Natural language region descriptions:
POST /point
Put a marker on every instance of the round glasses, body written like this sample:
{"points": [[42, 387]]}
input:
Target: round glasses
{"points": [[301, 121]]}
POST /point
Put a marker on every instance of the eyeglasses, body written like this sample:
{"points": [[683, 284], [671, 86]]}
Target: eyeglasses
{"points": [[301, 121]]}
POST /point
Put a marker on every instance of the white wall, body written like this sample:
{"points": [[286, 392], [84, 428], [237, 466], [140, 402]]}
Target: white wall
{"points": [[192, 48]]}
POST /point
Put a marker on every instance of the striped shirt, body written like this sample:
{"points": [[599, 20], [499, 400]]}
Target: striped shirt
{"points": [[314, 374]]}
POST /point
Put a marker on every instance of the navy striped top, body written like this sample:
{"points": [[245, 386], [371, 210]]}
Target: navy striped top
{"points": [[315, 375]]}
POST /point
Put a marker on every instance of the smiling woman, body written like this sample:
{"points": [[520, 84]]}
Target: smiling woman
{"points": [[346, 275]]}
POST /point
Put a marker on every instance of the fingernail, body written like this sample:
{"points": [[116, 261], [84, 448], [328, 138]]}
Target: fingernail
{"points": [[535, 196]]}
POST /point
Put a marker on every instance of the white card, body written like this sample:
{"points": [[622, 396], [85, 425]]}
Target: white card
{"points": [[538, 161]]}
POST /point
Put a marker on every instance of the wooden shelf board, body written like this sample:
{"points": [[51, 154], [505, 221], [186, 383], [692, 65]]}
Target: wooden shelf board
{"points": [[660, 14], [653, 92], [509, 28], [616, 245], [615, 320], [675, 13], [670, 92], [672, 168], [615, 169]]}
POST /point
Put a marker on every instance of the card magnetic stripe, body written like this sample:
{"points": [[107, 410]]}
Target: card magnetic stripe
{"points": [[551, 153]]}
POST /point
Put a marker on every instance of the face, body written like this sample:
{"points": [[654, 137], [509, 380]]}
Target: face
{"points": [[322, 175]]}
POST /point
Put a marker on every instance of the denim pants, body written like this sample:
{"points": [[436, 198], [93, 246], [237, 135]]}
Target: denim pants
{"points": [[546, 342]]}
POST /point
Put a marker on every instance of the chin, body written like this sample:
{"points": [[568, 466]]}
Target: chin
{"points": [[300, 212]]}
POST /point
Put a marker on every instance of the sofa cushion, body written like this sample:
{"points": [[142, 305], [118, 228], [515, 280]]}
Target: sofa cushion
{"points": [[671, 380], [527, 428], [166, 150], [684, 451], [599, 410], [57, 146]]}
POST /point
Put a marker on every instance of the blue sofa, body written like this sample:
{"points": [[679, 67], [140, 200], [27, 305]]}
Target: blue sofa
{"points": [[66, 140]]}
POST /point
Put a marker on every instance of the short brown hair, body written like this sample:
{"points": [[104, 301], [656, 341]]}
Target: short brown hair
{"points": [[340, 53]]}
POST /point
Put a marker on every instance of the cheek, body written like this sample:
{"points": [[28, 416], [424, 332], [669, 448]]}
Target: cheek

_What the exercise asks:_
From the data above, state how many lines contain the string "cheek", offering no other words.

_Response to the exercise:_
2